▸ **Exercise instructions**: Scan the listing for "background" and copy out each line that has it.

━━━ Data extract

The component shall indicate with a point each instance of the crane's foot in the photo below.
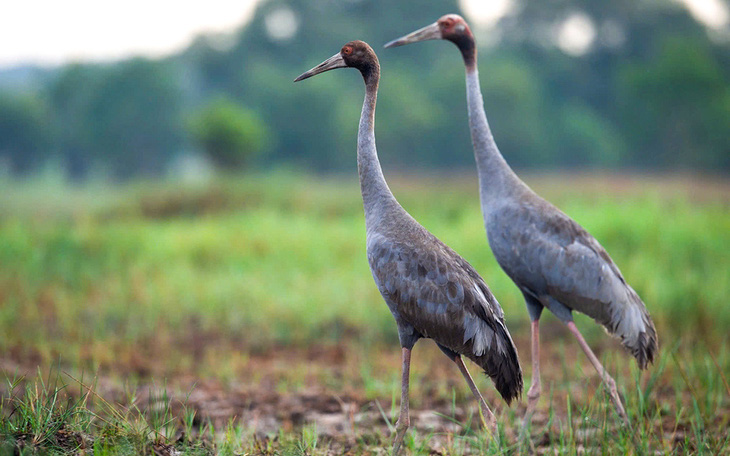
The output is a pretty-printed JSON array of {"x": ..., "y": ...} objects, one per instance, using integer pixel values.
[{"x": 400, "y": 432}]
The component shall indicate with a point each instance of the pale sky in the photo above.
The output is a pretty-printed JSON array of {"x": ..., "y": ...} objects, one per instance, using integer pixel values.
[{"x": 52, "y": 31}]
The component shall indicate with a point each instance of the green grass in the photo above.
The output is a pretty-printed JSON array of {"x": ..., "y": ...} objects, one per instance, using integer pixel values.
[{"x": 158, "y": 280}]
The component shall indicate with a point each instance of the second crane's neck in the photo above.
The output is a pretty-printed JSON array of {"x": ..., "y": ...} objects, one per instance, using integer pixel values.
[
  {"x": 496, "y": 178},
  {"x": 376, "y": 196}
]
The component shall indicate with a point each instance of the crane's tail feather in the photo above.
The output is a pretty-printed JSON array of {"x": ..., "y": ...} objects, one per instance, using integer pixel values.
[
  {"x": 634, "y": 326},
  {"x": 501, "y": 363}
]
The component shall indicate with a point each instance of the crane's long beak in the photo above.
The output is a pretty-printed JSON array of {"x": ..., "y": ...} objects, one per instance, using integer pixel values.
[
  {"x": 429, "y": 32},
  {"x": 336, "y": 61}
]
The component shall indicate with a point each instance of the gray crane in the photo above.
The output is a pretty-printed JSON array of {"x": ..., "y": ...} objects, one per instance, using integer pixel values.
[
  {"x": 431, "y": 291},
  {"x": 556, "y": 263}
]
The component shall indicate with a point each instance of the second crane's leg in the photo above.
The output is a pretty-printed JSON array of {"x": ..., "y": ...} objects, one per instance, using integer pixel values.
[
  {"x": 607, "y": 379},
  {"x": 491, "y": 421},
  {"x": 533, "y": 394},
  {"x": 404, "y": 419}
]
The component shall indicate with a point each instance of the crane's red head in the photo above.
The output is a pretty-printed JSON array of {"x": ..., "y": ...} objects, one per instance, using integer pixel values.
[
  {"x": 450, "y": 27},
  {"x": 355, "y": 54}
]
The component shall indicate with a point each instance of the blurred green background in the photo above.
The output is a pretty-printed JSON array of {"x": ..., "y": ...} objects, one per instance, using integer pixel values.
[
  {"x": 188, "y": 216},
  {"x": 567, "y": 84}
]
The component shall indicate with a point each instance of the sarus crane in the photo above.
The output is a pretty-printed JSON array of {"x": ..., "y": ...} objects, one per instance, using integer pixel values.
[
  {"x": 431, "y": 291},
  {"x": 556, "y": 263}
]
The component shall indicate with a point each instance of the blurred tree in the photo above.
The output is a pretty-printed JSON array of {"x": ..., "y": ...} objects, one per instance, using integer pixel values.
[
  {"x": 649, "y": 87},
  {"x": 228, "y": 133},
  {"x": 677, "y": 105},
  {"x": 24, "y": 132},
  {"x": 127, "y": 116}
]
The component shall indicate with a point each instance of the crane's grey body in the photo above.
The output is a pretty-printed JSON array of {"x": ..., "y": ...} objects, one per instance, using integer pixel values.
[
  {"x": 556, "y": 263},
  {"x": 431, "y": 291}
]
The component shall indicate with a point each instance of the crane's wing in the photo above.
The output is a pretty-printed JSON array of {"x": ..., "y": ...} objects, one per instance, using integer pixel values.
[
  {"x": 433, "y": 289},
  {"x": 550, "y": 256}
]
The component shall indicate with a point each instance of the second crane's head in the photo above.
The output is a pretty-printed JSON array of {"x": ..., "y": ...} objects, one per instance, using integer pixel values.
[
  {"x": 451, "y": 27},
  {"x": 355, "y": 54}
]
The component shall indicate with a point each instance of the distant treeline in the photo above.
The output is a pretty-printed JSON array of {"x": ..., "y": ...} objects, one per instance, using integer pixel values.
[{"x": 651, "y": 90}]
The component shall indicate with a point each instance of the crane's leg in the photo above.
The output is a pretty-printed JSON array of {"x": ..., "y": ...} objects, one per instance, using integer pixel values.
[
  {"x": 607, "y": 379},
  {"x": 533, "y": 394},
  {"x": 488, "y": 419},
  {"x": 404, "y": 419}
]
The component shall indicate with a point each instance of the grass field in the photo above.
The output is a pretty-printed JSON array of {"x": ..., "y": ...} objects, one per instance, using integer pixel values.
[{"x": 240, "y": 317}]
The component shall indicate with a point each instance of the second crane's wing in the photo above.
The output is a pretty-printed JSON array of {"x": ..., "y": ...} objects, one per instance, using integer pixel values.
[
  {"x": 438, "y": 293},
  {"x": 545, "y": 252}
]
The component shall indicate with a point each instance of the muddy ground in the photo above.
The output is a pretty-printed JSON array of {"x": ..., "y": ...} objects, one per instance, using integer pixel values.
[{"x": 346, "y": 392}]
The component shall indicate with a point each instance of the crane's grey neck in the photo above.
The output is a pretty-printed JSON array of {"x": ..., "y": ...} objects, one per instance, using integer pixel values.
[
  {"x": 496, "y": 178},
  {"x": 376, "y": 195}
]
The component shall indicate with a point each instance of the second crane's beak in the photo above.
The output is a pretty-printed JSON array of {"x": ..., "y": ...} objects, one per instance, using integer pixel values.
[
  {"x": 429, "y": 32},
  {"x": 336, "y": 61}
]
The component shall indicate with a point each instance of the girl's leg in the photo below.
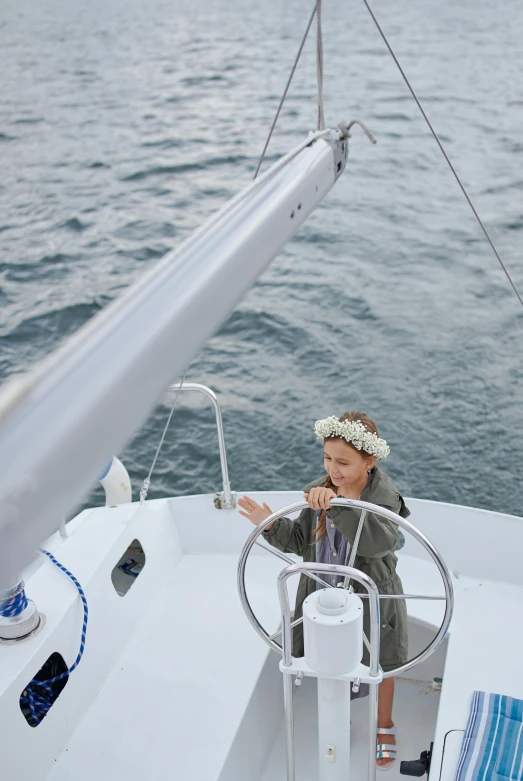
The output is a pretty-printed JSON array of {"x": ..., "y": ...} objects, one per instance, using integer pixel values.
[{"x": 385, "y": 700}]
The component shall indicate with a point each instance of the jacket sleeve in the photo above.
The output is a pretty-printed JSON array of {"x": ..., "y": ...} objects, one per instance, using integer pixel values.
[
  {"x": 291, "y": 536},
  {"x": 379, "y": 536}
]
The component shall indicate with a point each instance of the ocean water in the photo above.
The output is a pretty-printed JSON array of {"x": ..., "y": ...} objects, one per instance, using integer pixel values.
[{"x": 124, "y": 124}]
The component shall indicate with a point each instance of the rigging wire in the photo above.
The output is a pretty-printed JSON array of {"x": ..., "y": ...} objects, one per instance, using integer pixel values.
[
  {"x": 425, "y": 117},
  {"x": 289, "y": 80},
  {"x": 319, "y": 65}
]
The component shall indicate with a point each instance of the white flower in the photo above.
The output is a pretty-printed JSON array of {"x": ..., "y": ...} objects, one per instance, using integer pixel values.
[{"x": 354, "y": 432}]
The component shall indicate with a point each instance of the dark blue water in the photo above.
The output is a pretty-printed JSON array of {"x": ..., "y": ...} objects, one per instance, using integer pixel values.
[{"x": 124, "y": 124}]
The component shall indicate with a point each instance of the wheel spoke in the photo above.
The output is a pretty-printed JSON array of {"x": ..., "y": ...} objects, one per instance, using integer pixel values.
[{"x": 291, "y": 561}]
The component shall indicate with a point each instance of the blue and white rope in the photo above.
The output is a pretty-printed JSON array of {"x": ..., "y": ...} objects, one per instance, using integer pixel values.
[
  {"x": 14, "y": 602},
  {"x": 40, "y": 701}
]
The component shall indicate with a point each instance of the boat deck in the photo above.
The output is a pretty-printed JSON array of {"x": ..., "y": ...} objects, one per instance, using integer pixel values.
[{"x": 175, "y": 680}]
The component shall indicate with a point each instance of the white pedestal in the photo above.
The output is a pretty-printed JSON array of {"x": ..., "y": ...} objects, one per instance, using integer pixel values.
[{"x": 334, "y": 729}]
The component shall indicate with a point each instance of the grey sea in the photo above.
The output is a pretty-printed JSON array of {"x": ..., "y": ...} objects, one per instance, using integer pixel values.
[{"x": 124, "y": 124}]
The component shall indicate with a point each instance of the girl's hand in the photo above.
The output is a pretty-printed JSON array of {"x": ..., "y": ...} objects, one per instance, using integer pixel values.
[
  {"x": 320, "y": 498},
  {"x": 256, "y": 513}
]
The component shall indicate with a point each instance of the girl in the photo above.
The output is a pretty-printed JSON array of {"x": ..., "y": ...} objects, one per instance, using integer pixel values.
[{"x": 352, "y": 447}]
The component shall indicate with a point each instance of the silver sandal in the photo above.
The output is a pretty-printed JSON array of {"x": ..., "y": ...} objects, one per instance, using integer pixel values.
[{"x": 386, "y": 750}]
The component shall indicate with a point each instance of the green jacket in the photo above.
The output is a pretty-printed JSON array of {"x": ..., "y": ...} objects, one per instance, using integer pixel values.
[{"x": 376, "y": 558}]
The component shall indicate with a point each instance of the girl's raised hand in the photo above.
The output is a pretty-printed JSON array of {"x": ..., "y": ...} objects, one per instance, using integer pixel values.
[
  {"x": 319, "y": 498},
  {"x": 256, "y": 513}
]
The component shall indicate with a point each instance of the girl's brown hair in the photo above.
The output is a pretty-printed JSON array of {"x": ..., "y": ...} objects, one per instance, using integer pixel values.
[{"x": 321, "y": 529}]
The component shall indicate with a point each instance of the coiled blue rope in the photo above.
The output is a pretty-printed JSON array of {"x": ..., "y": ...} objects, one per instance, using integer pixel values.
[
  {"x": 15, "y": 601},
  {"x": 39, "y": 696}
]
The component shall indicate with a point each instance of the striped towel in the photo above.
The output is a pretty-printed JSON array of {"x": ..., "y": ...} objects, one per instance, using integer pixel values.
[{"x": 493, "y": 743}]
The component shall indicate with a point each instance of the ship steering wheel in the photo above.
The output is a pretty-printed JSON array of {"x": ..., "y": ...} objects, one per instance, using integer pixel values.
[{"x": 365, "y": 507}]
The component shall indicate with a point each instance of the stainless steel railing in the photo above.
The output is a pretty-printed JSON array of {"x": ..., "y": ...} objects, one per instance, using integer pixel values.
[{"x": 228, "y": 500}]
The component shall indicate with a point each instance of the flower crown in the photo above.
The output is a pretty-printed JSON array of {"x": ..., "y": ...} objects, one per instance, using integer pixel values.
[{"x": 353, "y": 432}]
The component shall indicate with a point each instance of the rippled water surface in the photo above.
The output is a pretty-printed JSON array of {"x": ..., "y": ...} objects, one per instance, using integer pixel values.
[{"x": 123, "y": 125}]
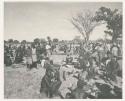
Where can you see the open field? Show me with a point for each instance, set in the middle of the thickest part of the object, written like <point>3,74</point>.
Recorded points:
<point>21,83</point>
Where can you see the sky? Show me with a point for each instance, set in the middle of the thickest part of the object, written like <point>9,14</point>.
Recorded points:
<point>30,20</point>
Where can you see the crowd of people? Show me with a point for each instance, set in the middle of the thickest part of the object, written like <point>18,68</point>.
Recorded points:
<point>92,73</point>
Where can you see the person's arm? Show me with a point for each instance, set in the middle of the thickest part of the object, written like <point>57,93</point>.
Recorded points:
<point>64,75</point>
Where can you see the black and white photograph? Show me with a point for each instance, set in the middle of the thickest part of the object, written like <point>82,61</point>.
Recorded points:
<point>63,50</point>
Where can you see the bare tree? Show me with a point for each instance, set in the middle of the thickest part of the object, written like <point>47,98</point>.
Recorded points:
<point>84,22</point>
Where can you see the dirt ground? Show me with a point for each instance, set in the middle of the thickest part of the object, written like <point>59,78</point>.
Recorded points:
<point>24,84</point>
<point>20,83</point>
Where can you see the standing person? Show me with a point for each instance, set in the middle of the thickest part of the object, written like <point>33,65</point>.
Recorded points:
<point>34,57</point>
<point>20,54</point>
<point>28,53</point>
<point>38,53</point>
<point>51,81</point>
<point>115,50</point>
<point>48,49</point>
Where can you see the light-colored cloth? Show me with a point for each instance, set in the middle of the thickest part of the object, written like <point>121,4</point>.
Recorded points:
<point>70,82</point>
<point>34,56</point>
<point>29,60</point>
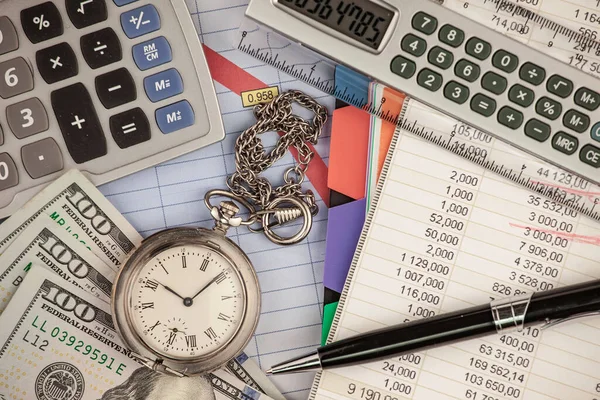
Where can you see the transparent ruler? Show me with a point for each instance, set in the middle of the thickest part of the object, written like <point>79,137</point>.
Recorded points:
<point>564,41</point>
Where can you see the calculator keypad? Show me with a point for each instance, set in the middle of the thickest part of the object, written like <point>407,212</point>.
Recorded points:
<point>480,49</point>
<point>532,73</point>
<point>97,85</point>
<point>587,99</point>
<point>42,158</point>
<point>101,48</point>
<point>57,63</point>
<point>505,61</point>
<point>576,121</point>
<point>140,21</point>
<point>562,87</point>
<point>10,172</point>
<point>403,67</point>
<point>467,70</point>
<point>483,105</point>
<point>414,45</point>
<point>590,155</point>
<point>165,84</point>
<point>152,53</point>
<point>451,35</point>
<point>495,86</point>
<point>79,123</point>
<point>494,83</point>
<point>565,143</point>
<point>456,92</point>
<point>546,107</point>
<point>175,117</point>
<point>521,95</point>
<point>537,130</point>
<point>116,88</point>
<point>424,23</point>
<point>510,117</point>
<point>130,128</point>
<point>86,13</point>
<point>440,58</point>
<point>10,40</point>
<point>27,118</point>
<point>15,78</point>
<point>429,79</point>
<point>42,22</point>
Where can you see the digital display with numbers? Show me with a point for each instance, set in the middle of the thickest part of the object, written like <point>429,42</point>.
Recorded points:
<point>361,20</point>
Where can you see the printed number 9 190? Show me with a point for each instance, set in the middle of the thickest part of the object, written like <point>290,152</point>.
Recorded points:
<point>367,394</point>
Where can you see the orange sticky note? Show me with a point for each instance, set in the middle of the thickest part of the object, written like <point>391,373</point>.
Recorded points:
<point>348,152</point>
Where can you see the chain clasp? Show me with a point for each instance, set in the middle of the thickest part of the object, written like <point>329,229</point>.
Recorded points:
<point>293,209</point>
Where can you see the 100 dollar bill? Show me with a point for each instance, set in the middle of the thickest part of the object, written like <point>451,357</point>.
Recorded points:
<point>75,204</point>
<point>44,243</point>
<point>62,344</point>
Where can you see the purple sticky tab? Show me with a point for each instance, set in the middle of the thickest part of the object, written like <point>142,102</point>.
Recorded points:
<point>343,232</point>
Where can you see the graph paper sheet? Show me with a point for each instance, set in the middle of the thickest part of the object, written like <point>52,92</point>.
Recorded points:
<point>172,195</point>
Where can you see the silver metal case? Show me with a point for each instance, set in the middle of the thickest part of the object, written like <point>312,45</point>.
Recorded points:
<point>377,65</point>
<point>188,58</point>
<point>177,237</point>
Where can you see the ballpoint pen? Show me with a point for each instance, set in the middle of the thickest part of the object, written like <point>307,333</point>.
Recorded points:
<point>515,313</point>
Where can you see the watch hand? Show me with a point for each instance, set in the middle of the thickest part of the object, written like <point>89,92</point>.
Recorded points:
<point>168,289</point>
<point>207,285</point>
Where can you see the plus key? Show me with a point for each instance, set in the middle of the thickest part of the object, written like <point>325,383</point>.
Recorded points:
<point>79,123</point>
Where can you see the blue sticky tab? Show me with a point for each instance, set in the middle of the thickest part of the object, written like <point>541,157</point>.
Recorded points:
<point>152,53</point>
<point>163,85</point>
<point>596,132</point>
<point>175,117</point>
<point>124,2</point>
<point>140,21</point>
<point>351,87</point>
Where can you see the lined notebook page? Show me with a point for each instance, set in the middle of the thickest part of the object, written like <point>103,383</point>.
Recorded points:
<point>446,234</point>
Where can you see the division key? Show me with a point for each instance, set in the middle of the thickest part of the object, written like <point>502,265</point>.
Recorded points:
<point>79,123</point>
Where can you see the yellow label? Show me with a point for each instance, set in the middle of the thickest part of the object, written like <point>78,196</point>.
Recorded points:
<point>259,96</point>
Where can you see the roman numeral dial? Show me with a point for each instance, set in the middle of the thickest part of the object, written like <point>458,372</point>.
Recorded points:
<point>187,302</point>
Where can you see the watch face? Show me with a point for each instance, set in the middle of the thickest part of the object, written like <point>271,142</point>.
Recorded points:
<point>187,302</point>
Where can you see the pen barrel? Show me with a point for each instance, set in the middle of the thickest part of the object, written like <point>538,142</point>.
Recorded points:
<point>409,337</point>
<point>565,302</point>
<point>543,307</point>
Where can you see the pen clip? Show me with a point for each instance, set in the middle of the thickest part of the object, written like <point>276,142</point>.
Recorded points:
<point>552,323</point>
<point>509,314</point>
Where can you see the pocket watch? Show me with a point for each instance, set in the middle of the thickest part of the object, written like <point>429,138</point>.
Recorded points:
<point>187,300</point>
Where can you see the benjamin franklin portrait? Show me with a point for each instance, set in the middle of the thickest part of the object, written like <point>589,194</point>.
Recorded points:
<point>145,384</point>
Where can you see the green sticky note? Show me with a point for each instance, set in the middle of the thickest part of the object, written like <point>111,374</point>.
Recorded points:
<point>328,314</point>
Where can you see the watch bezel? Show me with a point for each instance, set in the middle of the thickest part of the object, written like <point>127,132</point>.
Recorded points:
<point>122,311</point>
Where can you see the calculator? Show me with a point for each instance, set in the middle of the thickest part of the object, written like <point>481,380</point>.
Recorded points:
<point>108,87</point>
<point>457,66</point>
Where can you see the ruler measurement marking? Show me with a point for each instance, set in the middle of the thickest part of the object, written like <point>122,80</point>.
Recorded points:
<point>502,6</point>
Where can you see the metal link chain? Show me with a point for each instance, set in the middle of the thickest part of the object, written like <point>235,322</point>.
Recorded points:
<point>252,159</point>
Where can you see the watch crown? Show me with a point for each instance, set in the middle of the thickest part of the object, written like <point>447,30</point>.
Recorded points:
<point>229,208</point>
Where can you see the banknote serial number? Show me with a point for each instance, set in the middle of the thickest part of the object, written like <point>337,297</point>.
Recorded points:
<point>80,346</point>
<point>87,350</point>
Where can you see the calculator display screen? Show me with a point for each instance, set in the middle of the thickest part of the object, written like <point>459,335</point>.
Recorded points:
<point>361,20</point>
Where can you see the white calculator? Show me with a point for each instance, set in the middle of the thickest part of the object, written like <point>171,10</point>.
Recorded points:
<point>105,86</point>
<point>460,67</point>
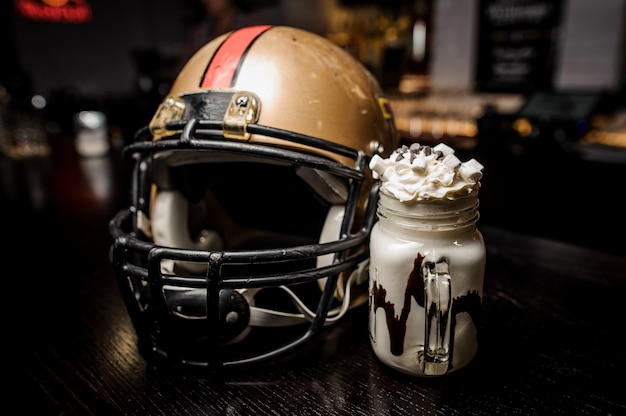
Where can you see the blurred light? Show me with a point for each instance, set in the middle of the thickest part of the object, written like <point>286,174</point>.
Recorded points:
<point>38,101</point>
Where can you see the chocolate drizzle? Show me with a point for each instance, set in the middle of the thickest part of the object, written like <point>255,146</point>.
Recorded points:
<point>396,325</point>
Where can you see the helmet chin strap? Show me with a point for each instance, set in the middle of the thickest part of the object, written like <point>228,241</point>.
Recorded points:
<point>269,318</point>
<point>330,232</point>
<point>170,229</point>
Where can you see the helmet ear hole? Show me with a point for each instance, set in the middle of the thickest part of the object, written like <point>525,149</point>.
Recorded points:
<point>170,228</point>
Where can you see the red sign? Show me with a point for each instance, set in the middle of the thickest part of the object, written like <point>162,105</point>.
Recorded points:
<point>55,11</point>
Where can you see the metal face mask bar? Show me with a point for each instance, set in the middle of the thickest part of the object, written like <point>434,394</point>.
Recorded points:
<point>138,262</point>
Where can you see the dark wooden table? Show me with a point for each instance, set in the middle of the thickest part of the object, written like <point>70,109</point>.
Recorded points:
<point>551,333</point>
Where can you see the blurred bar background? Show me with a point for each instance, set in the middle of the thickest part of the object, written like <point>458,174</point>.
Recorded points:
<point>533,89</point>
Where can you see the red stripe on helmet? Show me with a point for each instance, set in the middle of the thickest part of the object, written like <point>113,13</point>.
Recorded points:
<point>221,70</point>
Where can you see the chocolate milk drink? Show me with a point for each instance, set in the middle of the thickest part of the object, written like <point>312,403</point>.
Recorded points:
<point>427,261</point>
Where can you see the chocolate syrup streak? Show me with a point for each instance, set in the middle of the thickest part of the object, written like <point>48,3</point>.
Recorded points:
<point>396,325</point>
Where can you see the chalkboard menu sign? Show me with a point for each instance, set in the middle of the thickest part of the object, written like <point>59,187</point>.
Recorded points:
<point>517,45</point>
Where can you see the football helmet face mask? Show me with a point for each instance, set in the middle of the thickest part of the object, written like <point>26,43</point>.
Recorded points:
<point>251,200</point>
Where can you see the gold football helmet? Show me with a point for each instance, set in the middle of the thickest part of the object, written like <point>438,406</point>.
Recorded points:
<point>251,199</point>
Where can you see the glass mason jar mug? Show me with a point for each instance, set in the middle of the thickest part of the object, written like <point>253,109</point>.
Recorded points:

━━━━━━

▸ **Result**:
The component shall indicate with a point each instance of the blurred green background in the photo above.
Where can you see the blurred bar background? Show me with a point for each instance, set in the middle of the thickest part of the object, written like <point>458,174</point>.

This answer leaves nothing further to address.